_Request_.
Reproduce every line of the material below, requests included, but raise each point coordinate in the answers by 136. Omit the pictures from your reproduction.

[Collection entries]
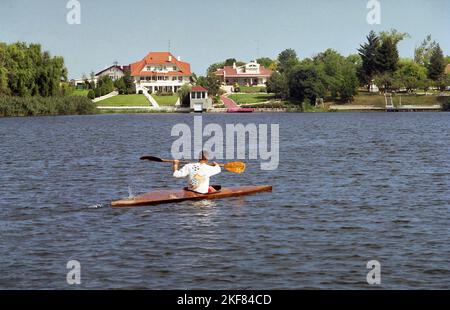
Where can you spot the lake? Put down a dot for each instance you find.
(350, 188)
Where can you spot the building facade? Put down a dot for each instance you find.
(250, 74)
(160, 72)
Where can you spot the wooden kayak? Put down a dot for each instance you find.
(166, 196)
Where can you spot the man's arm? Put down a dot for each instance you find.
(183, 172)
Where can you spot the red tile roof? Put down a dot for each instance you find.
(231, 72)
(160, 58)
(198, 88)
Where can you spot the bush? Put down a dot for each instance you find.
(36, 106)
(164, 93)
(91, 94)
(445, 103)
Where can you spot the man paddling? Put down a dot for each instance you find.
(198, 174)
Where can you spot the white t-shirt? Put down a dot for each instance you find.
(198, 176)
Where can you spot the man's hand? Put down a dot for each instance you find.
(176, 162)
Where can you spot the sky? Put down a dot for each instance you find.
(203, 32)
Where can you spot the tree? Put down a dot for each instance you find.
(183, 93)
(278, 85)
(422, 53)
(387, 57)
(211, 83)
(306, 83)
(265, 61)
(26, 70)
(369, 56)
(394, 35)
(411, 75)
(436, 68)
(213, 68)
(229, 62)
(287, 60)
(385, 81)
(339, 74)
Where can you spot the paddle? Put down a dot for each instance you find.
(235, 167)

_Right answer_.
Where can you spot the lake? Put down a dot for each instance you find.
(486, 324)
Where can you spot the building facade? Put down a dot for each instance you find.
(386, 210)
(296, 208)
Where can you spot the wooden kayak? Put down a dot for each instance you find.
(302, 332)
Where can you spot the man's arm? Put down a dot for each instance you find.
(319, 308)
Where can you spot the red tile roof? Put down a dot for each instance you find.
(367, 208)
(296, 194)
(334, 224)
Where can you spot the bush? Put down a dot for each instance you find.
(172, 242)
(300, 229)
(227, 230)
(581, 239)
Where can you spot the man paddling? Put down a dot for each instance you find.
(334, 310)
Where can you spot the white t-shirt? Put down a dot for each instance you find.
(334, 312)
Where can you spot the man's hand? Put down a dot for each instance you find.
(312, 298)
Where can you spot the sky? Put down a dot for each instance you find.
(339, 168)
Where can you spot the tree? Put down a dot for each instance you find.
(319, 229)
(414, 221)
(558, 189)
(523, 193)
(347, 219)
(442, 219)
(401, 197)
(162, 206)
(505, 192)
(530, 171)
(547, 211)
(572, 204)
(349, 204)
(365, 198)
(423, 196)
(521, 217)
(475, 210)
Where can you spot the paddle? Put down a dot for each instance you find.
(371, 303)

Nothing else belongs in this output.